Japanese creditors fret over Indonesia domino effect

TOKYO (Reuters): The prospect that Indonesia might declare a
debt moratorium is striking fear among Japanese creditors, who
hold the lion's share of debt in the Southeast Asian nation.

But what scares them is not so much the amount that Japan is
owed by Indonesia, a figure that stood at around US$23 billion as
of last June.

What worries them most as the prospect of a debt moratorium
looms is that it could deal a wider blow to confidence in the
Asian region as a whole.

"The worse-case scenario would be if this triggers a domino
effect, killing confidence in the two other Asian nations sharing
the same economic plight, South Korea and Thailand," said Takashi
Nobehara, general manager of Asian research at the Japan
Institute of Research.

"This is a crisis of confidence more than anything else,
Nobehara said.

Under a moratorium, a debtor would postpone loan repayments to
all creditors in order to guarantee eventual repayment to
everyone.

This is not the first time in recent months that talk of an
Asian debtor nation freezing its debt repayments has reared its
head with big implications for Japan.

In mid-December there were whispers of a possible debt
moratorium on South Korea's estimated $171 billion debt -- an
indication of the level of consternation about Seoul's currency
and banking crisis.

(Segmentation annotation records)
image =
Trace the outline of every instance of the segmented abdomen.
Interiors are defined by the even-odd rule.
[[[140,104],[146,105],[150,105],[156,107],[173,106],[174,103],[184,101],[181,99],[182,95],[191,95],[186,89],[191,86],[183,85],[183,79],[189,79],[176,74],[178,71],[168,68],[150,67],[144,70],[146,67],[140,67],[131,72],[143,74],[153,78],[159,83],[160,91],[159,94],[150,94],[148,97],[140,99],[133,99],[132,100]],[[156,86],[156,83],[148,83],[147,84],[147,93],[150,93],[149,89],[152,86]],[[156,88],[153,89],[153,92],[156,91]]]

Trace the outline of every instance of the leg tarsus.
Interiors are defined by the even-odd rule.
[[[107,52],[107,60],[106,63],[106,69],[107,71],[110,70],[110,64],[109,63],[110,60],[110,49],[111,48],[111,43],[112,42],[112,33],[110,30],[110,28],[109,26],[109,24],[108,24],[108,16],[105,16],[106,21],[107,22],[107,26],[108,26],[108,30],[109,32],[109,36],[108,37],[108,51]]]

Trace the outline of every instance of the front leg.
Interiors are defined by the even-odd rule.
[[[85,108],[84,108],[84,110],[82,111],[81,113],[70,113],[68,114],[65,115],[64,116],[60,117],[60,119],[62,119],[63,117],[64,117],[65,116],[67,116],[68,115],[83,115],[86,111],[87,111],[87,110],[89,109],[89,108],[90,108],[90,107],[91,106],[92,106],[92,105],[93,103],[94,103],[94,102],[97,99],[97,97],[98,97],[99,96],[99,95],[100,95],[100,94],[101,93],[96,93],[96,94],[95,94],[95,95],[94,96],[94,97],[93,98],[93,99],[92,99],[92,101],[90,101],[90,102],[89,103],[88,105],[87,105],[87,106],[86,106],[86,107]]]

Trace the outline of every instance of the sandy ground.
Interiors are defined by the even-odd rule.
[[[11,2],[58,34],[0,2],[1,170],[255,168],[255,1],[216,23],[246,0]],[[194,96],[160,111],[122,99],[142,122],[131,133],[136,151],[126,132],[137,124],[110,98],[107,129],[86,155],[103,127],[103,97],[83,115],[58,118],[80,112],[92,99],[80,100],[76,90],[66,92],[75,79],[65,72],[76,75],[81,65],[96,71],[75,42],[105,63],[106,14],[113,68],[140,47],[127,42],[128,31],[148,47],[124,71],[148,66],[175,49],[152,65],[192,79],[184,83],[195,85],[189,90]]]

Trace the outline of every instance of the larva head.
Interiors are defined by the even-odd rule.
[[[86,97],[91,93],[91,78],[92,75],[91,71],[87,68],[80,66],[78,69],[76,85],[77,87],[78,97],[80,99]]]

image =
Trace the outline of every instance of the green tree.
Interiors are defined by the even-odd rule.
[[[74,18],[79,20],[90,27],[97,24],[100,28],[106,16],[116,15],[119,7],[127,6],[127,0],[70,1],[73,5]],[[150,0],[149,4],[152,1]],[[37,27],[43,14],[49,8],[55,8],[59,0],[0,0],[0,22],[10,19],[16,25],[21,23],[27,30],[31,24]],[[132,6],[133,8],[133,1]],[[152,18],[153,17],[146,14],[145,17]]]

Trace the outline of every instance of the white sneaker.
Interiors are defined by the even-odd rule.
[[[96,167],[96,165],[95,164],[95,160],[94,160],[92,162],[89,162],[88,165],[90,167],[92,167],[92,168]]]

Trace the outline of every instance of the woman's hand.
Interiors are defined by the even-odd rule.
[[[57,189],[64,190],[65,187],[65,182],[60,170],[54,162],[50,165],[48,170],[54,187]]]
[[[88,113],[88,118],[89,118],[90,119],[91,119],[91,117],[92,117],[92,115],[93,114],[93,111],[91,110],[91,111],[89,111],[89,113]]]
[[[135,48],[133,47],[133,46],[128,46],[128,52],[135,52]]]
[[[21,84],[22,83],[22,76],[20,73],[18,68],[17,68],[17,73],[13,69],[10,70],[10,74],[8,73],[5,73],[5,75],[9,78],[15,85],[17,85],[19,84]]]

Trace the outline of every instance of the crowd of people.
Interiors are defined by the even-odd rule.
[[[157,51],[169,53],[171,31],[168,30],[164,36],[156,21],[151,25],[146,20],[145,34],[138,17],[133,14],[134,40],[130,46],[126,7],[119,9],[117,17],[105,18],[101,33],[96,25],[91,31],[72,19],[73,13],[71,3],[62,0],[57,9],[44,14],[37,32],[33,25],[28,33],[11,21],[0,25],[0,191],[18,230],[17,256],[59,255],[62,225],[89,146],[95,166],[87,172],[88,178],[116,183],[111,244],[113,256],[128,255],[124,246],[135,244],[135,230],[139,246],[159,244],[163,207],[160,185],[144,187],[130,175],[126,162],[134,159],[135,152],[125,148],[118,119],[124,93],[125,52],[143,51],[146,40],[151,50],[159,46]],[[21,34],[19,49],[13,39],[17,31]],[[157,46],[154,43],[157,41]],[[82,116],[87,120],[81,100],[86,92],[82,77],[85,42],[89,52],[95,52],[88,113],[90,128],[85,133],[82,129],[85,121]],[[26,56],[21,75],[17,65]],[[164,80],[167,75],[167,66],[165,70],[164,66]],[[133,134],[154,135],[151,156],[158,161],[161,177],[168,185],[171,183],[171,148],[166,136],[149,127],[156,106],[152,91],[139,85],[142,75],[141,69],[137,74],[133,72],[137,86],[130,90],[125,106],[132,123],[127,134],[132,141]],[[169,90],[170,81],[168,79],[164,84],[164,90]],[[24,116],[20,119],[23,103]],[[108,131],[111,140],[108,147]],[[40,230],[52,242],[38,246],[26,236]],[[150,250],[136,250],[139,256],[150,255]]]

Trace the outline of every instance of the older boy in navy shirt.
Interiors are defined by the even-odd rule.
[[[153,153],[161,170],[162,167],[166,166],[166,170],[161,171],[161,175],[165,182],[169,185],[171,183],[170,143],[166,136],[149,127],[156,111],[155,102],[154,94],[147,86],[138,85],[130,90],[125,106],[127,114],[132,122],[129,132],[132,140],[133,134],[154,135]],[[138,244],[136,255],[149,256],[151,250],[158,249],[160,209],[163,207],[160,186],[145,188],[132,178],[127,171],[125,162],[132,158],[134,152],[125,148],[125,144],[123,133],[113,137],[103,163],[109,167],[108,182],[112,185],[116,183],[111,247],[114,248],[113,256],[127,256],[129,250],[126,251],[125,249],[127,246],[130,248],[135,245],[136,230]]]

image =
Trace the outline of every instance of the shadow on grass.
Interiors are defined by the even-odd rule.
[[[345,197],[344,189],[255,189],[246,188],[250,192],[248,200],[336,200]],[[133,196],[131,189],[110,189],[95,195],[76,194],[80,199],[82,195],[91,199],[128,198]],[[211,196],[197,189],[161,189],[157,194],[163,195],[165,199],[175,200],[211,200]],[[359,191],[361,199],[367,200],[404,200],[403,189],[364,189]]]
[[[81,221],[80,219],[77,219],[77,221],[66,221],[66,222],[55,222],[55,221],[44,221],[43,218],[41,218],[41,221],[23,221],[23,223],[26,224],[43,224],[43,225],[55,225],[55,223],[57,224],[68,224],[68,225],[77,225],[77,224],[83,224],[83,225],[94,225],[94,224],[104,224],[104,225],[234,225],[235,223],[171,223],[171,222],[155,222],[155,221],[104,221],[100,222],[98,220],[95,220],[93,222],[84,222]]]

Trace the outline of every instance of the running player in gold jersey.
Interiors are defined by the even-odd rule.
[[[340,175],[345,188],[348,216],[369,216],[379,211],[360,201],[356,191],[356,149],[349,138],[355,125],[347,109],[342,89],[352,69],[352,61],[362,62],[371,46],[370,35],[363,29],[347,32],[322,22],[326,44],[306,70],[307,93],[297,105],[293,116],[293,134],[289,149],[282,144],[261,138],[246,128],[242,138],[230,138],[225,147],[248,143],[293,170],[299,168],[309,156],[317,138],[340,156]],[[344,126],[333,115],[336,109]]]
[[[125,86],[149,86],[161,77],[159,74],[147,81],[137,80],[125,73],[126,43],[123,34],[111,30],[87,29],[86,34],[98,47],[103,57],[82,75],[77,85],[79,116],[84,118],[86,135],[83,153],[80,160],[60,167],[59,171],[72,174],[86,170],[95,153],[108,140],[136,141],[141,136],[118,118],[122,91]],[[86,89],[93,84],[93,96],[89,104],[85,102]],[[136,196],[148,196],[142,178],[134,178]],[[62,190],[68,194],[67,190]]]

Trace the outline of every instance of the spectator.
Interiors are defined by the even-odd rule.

* [DIRECTIVE]
Quote the passage on Japanese creditors and Indonesia's debt word for word, starting at "But what scares" and ending at "Institute of Research.".

* [RESPONSE]
But what scares them is not so much the amount that Japan is
owed by Indonesia, a figure that stood at around US$23 billion as
of last June.

What worries them most as the prospect of a debt moratorium
looms is that it could deal a wider blow to confidence in the
Asian region as a whole.

"The worse-case scenario would be if this triggers a domino
effect, killing confidence in the two other Asian nations sharing
the same economic plight, South Korea and Thailand," said Takashi
Nobehara, general manager of Asian research at the Japan
Institute of Research.